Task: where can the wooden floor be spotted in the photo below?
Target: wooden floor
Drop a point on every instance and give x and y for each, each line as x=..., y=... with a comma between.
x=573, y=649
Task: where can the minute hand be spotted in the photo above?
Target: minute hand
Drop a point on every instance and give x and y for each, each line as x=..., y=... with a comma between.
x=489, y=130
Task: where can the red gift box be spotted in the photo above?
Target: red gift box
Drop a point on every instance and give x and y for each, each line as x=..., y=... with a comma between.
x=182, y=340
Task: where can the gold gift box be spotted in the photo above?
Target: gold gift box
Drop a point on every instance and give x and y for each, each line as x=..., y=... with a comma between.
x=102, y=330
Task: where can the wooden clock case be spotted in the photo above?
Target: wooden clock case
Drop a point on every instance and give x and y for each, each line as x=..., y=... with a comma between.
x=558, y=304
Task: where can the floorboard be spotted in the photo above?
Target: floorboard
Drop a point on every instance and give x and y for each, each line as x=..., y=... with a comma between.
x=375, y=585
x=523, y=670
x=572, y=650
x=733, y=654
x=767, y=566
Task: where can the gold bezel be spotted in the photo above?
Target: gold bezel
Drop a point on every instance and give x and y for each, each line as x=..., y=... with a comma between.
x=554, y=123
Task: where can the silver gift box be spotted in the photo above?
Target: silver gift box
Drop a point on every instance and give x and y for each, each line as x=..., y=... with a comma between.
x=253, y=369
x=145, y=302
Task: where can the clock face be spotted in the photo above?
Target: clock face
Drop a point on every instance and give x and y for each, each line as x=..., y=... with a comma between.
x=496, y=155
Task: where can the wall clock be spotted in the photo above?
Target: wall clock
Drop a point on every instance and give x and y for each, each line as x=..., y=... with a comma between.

■ ■ ■

◆ **EXERCISE DESCRIPTION**: Everything from the line containing "Target: wall clock" down to the last line of the entries is to be returned exactly, both ends included, and nothing beyond it.

◆ **SOLUTION FOR THIS TASK**:
Target: wall clock
Drop a point on every instance and give x and y for each, each line as x=..., y=... with a comma between.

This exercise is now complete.